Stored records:
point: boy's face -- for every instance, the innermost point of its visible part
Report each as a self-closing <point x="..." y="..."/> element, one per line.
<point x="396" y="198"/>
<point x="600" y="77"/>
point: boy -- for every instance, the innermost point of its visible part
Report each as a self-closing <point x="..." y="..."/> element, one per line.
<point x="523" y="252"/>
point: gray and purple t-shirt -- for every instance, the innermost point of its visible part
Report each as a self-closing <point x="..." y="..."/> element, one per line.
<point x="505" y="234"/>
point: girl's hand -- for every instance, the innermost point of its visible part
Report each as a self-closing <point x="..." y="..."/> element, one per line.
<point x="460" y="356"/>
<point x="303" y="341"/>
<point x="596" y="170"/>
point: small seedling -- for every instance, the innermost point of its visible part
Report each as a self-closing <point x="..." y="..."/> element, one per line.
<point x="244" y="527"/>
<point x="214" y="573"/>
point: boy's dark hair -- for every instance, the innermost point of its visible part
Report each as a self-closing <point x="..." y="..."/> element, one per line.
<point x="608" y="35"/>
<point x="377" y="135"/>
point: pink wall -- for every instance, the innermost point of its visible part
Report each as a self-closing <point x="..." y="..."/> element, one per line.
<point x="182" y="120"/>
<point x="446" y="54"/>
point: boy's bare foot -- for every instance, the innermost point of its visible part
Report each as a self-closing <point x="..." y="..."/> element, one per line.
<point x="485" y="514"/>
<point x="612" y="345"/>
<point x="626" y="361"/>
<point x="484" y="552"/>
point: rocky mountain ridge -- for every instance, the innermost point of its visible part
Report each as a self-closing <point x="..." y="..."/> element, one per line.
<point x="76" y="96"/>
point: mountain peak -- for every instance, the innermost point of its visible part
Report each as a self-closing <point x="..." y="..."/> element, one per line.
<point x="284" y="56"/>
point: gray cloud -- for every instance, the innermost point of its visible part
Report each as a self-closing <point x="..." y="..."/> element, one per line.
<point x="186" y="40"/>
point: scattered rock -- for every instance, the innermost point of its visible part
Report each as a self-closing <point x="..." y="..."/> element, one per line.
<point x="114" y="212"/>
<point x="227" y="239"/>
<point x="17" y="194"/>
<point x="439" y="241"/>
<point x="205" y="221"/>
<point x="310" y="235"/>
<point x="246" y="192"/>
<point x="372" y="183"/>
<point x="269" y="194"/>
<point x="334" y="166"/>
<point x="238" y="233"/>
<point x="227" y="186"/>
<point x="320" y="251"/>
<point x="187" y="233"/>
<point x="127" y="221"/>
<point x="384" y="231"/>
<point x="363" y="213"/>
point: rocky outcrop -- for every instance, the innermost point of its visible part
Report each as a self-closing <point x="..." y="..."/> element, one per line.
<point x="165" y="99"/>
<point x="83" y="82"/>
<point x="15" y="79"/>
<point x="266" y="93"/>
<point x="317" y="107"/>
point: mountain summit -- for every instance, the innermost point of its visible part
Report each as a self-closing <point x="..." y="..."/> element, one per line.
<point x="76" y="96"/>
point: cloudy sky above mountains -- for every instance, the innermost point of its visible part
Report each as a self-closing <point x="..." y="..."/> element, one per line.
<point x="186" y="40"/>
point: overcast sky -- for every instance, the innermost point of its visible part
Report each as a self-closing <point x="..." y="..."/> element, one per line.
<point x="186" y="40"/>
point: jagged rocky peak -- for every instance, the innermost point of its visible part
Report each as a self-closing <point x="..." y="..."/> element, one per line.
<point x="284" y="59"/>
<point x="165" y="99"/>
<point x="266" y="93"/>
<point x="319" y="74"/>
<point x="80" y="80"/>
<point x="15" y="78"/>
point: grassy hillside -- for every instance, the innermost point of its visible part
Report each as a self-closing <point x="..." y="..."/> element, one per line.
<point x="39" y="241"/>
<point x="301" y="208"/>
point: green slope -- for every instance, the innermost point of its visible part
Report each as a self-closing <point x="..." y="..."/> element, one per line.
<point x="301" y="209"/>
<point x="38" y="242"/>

• [Task requirements] Search the entries for the word "peak", then list each line that holds it.

• [Result]
point: mountain peak -- for every instance, the innermost point of its visible part
point: jagged rocky peak -- for every instance, the innermost point of its visible part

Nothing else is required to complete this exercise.